**What you will do**
For this exercise, set down all the records exactly as given.

**Data for this task**
-- Opening Marker --

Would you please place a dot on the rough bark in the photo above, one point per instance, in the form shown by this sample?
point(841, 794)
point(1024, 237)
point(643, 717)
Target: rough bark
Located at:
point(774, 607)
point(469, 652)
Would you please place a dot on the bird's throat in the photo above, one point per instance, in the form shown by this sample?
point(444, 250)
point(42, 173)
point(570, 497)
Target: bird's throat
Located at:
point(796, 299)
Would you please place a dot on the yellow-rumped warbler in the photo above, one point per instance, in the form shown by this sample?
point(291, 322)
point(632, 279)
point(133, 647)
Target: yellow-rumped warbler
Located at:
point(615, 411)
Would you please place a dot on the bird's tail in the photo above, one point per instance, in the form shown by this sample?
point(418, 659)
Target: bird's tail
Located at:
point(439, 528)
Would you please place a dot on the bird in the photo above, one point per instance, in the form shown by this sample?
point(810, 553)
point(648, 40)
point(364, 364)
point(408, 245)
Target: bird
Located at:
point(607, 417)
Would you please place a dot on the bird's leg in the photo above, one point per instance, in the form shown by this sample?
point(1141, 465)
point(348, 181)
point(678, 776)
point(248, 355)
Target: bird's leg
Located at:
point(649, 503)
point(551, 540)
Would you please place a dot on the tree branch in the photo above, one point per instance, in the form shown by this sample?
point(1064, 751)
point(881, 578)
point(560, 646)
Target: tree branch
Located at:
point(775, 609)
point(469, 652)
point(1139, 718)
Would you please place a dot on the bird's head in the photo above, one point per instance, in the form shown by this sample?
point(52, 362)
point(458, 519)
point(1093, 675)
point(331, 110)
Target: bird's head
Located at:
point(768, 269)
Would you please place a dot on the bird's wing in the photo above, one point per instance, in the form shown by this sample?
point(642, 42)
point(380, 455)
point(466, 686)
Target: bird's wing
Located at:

-- Closing Marker --

**Exercise output**
Would you please place a dot on the rough bark in the photo above, one point per instance, in the form shown by this sample?
point(841, 794)
point(1024, 237)
point(643, 717)
Target: rough bark
Located at:
point(774, 607)
point(469, 652)
Would you please place a dot on the bird's throat in the photo above, one point per instance, in the form shown by this sample?
point(444, 250)
point(42, 173)
point(570, 497)
Target: bird's throat
Located at:
point(796, 299)
Would you please place a dot on the yellow-rumped warbler in the photo above, one point per instance, in the form shown by this sample?
point(291, 322)
point(632, 279)
point(133, 647)
Target: yellow-rumped warbler
Located at:
point(615, 411)
Would you please place a dot on the bird's tail in the photo above, one point per instance, in the form shown by this sample?
point(418, 659)
Target: bird's tail
Located at:
point(439, 528)
Would you please place a dot on the bird in the photo above, one point per instance, in the form shown by this sample?
point(810, 553)
point(648, 40)
point(364, 364)
point(408, 245)
Target: bird
Located at:
point(607, 417)
Would you please place a dot on the bird's leg in the photo above, one point per instance, in the form shown by this sample?
point(1141, 465)
point(348, 181)
point(678, 776)
point(248, 355)
Target: bird's leg
Located at:
point(649, 503)
point(551, 540)
Would you please place a dot on the tree branch in the photo above, one point per instance, in the form shown by this sample?
point(1064, 751)
point(881, 578)
point(560, 646)
Target: tree branch
Located at:
point(775, 609)
point(469, 652)
point(1139, 718)
Would you please place a dot on the bird's head in the photo above, one point per instance, in the form shown by this sample?
point(52, 362)
point(458, 519)
point(1093, 675)
point(331, 110)
Target: bird's head
Located at:
point(768, 269)
Would you please place a dot on the bird's wing in the photo above, one point per instance, in the form shown by this sample?
point(642, 42)
point(380, 455)
point(466, 686)
Target: bird's wing
Located at:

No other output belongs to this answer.